START Passage provided

Prosecutors share 576 hours of Oakhill-related tapes with defense


By Peter H. Milliken

milliken@vindy.com

CLEVELAND

The prosecution in the Oakhill Renaissance Place criminal conspiracy case has provided the defense with 576 hours of tapes and many documents including John A. McNally’s fax of Mahoning County’s offer to purchase Oakhill to a law firm representing the Cafaro Co.

McNally, a former Mahoning County commissioner and now Youngstown mayor, provided the county’s confidential offer to purchase Oak-hill to Ulmer and Berne of Cleveland, a newly filed court document says.

The document, filed Wednesday, is the prosecution’s notice that it has provided partial discovery to the defense in the Oakhill case, which is being prosecuted by the Ohio Attorney General’s Office and the Cuyahoga County Prosecutor’s Office.

In the Oakhill case, McNally, Mahoning County Auditor Michael V. Sciortino and Atty. Martin Yavorcik are defendants in Cuyahoga County Common Pleas Court.

END Passage provided
START Supplied material

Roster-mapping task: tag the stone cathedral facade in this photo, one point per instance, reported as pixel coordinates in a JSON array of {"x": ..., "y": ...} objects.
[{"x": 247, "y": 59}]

END Supplied material

### Complete the following
• 1. In the Oakhill article, reproduce the text between "By Peter H." and "court document says.", inclusive.
• 2. In the Oakhill article, which offices are prosecuting the case?
• 3. Extend the news article about the Oakhill conspiracy case from its final sentence.

### Written answers
• 1.
By Peter H. Milliken

milliken@vindy.com

CLEVELAND

The prosecution in the Oakhill Renaissance Place criminal conspiracy case has provided the defense with 576 hours of tapes and many documents including John A. McNally’s fax of Mahoning County’s offer to purchase Oakhill to a law firm representing the Cafaro Co.

McNally, a former Mahoning County commissioner and now Youngstown mayor, provided the county’s confidential offer to purchase Oak-hill to Ulmer and Berne of Cleveland, a newly filed court document says.

• 2. The Ohio Attorney General's Office and the Cuyahoga County Prosecutor's Office.

• 3.
Yavorcik was an unsuccessful candidate for Mahoning County prosecutor in 2008.

All three defendants have pleaded not guilty, and no trial date has been announced.

The case alleges a conspiracy to impede the move of the county’s Department of Job and Family Services from rented quarters in the then-Cafaro Co.-owned Garland Plaza on the city’s East Side to Oakhill.

The county bought Oakhill for $75,000 in U.S. Bankruptcy Court in 2006 and moved JFS there the following year.

Sciortino withheld the $75,000 check until a judge ordered him to release it in July 2007.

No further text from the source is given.